Da svolgere: Restituisci senza alcuna modifica la parte del brano sui racconti di Celati che si apre con le parole contenenti "Dei quattro racconti" e si chiude con "giro di frase).".

Estratto fornito:
====

Dei quattro racconti che compongono questo ideale terzo volume della trilogia dei Costumi degli italiani, almeno due (gli estremi, vale a dire il pezzo eponimo e La notte) sono notevoli. E viene da chiedersi per l’ennesima volta cosa leghi queste «vite di pascolanti», aliene ai comuni slanci e ai suffragi umani, soggette a «stati di trasognamento», alla vicenda complessiva di Celati, autore così inafferrabile, irriducibile a una forma sola eppure tutto in luce, almeno in apparenza; nonché stupendamente disinteressato alla dittatura del «dover scrivere», al pari di un altro suo spirito affine, Antonio Delfini (però anche qui, in quello che vorrebbe presentarsi come stile a bassa intensità e senza centro, quanti soprassalti, quante aure immaginative in un giro di frase).

Si può rispondere che tutto sta in una tonalità delle percezioni, in uno sguardo sospeso, non inchiodato alla volontà né votato a un distacco definitivo; e nell’ideale abbandono a un tempo disteso, dilatato, dove la vita non sia più un progetto e il racconto non sia più un rendere conto. È la stessa esigenza (la fedeltà al «niente di speciale») ad aver ispirato tante altre occasioni di scrittura, come il più recente viaggio africano in Passar la vita a Diol Kadd: «Vorrei che tutto apparisse meno romanzesco possibile, perché non se ne può più di queste vite da romanzo a cui dovrebbe somigliare anche la nostra. Giorno per giorno passa la vita e basta».

====

Righe per l'identificazione della posizione
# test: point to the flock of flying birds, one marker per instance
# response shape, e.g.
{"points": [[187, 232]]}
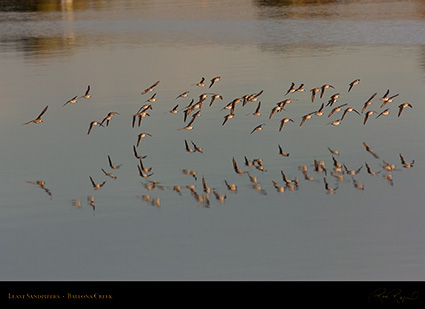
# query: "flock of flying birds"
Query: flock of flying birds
{"points": [[193, 110]]}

====

Risultato del compito:
Dei quattro racconti che compongono questo ideale terzo volume della trilogia dei Costumi degli italiani, almeno due (gli estremi, vale a dire il pezzo eponimo e La notte) sono notevoli. E viene da chiedersi per l’ennesima volta cosa leghi queste «vite di pascolanti», aliene ai comuni slanci e ai suffragi umani, soggette a «stati di trasognamento», alla vicenda complessiva di Celati, autore così inafferrabile, irriducibile a una forma sola eppure tutto in luce, almeno in apparenza; nonché stupendamente disinteressato alla dittatura del «dover scrivere», al pari di un altro suo spirito affine, Antonio Delfini (però anche qui, in quello che vorrebbe presentarsi come stile a bassa intensità e senza centro, quanti soprassalti, quante aure immaginative in un giro di frase).